>> BEGIN

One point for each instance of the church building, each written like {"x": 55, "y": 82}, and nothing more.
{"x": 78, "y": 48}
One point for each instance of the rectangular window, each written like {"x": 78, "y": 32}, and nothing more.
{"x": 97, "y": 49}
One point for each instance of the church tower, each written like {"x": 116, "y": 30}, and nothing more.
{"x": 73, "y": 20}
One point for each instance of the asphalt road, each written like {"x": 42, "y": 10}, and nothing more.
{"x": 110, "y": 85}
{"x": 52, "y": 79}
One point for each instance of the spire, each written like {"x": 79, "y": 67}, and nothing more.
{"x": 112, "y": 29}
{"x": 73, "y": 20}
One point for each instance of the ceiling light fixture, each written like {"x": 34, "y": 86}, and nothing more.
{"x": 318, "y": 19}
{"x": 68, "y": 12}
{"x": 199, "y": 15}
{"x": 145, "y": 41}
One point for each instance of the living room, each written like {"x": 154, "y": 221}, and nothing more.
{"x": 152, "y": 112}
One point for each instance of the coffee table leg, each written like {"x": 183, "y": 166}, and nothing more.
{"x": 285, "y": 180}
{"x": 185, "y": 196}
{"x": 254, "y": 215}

>> END

Reproduce all of the material above line for line, with no changes.

### Exercise response
One point for each instance of the church building, each written like {"x": 55, "y": 82}, and nothing more.
{"x": 78, "y": 48}
One point for each instance of the rectangular window, each written like {"x": 78, "y": 32}, and nothing more.
{"x": 97, "y": 49}
One point for each instance of the church tower, each written like {"x": 116, "y": 30}, and nothing more.
{"x": 73, "y": 20}
One point for each instance of the asphalt road, each written like {"x": 42, "y": 10}, and nothing more.
{"x": 110, "y": 85}
{"x": 52, "y": 79}
One point for each instance of the spire, each written like {"x": 79, "y": 67}, and nothing more.
{"x": 112, "y": 29}
{"x": 73, "y": 20}
One point for each instance of the ceiling light fixture, each written like {"x": 34, "y": 86}, and nothing more.
{"x": 318, "y": 19}
{"x": 68, "y": 12}
{"x": 199, "y": 15}
{"x": 145, "y": 41}
One point for each instance of the living room, each written like {"x": 154, "y": 221}, and nothing more.
{"x": 152, "y": 112}
One point for each instance of the coffee table leg, each written like {"x": 183, "y": 166}, and nothing more.
{"x": 285, "y": 180}
{"x": 185, "y": 196}
{"x": 254, "y": 215}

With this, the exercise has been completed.